Required task =>
From the line containing "Please pin the red and" through the last line of the entries below, repeat each line word for word and leave out the rest.

===== Records shown =====

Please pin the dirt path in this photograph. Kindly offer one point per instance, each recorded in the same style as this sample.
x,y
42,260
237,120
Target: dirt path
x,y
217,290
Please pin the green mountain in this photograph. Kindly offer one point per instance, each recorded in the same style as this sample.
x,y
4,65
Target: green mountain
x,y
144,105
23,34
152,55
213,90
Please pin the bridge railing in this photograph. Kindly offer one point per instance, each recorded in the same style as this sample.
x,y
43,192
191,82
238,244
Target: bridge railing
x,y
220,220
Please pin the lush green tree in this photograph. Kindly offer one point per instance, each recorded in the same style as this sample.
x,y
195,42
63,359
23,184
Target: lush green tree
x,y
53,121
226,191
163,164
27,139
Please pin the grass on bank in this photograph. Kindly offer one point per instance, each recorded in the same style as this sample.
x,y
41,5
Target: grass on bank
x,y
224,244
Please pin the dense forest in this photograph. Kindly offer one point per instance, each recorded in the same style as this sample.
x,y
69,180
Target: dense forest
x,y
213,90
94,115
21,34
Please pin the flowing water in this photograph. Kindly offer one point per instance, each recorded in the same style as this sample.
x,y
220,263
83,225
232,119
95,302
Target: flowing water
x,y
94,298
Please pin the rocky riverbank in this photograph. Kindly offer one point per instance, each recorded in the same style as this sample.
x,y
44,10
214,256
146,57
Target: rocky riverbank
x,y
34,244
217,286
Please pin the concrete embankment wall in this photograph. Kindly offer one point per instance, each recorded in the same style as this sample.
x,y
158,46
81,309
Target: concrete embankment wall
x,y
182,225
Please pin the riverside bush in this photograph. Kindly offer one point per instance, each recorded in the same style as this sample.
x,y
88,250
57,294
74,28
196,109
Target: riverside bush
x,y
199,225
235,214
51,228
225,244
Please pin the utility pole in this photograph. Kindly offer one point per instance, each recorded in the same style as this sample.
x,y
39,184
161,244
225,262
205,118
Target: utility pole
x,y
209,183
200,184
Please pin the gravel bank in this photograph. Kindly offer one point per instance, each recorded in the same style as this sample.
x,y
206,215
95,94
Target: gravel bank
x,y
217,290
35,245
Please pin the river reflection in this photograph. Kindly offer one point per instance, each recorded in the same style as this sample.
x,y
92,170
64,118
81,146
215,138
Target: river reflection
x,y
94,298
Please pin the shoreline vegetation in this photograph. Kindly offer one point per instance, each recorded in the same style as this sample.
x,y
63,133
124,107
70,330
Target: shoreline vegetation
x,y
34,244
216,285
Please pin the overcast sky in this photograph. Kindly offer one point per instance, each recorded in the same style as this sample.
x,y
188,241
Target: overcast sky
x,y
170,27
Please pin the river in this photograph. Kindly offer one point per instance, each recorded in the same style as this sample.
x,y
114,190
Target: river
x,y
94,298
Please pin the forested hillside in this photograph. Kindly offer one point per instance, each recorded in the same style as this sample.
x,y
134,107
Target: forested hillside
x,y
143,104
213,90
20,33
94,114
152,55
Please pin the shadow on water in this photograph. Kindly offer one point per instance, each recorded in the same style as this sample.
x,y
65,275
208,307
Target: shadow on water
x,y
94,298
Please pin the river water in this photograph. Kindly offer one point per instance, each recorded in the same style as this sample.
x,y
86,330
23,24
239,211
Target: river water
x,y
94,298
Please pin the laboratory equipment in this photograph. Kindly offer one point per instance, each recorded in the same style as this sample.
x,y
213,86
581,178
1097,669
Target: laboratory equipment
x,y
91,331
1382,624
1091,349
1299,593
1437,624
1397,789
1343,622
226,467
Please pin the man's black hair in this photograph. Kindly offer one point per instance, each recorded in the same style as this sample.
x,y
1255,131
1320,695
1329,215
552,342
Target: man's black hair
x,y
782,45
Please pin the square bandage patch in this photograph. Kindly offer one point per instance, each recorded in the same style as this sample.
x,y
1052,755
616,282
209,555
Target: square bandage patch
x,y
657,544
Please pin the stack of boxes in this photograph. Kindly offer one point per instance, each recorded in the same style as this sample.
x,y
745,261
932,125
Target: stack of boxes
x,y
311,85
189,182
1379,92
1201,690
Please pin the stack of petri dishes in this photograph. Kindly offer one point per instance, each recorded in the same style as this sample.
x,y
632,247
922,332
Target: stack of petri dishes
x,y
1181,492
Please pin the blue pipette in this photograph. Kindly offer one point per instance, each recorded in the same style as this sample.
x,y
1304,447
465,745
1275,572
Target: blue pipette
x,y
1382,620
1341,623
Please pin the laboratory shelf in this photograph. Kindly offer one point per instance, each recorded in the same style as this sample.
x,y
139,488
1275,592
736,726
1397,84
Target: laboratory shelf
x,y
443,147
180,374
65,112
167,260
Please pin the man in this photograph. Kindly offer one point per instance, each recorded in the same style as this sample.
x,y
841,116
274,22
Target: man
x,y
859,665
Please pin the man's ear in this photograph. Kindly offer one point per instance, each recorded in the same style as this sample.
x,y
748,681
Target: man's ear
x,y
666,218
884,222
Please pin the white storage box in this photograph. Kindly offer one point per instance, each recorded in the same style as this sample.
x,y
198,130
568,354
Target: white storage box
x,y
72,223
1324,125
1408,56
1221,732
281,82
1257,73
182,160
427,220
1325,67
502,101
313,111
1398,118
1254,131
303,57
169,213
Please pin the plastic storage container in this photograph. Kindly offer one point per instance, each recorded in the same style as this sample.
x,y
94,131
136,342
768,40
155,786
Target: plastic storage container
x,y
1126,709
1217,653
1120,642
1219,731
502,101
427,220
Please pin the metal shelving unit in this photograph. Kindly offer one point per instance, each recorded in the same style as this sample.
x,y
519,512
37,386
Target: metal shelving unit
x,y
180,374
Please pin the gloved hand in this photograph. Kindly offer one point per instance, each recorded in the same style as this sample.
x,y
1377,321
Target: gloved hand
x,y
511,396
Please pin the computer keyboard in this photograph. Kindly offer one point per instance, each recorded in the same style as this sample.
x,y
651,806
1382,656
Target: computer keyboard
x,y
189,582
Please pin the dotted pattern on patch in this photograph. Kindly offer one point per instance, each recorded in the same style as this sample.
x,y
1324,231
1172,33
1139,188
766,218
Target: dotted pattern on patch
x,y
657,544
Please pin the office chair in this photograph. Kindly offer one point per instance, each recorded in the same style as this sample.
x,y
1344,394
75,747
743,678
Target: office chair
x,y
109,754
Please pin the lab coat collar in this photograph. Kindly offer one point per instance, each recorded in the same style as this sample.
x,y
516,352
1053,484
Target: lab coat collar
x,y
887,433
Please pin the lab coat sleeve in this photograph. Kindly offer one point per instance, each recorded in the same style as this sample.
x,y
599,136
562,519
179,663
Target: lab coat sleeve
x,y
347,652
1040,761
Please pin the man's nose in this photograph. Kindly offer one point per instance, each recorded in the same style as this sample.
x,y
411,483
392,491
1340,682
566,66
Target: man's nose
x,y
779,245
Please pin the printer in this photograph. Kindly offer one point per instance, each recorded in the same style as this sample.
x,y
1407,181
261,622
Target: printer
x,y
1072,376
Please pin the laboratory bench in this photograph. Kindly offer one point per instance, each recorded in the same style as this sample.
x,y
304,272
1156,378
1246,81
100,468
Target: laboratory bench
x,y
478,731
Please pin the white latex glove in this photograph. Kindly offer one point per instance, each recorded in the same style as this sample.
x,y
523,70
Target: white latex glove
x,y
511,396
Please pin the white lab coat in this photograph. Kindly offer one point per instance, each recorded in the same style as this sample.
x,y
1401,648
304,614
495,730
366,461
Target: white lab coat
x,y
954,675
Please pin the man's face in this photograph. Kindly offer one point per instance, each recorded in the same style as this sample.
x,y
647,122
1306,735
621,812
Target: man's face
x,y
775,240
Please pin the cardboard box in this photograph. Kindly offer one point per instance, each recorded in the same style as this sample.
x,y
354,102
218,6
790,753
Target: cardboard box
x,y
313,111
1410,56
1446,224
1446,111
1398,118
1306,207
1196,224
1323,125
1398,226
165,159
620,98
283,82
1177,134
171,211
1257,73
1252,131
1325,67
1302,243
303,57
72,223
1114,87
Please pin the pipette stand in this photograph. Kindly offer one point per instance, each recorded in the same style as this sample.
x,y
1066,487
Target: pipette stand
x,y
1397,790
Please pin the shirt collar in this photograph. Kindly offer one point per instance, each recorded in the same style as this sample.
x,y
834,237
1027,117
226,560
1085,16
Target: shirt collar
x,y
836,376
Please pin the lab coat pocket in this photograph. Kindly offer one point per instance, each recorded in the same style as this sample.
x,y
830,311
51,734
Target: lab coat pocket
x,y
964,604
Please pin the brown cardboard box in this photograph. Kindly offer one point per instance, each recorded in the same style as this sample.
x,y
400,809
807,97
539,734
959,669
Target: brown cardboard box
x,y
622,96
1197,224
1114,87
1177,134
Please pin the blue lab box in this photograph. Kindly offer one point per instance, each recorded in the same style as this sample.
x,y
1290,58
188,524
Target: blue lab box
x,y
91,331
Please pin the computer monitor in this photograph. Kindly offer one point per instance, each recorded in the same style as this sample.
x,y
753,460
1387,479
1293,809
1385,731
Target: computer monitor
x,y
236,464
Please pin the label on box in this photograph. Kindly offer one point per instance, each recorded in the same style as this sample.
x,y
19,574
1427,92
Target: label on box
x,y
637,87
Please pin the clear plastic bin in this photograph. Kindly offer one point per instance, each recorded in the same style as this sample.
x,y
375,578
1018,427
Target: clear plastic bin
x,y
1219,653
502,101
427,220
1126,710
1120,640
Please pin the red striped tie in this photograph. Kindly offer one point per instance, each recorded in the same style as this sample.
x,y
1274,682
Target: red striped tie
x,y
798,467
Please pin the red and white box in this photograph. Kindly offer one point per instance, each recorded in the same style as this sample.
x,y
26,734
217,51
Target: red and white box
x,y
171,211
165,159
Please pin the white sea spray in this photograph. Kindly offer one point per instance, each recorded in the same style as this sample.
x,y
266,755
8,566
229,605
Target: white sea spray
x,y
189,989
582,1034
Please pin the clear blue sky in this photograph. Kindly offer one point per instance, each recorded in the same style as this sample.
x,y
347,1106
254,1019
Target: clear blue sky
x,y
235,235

=====

Result of the task =>
Please pin the red and white box in this photograph. Kindly offer one point per instance, each recorded in the same style as this sample.
x,y
26,734
217,51
Target: red and white box
x,y
171,211
165,159
Please pin the white sea spray in this photograph. Kindly offer one point per instance, each recorded in the same style as this sample.
x,y
266,755
8,566
229,605
Target: white sea spray
x,y
189,989
582,1034
Please pin the clear blue sky in this photograph. Kindly offer one point per instance, each recorded in the same style as this sample.
x,y
347,1106
254,1019
Target: clear blue sky
x,y
235,235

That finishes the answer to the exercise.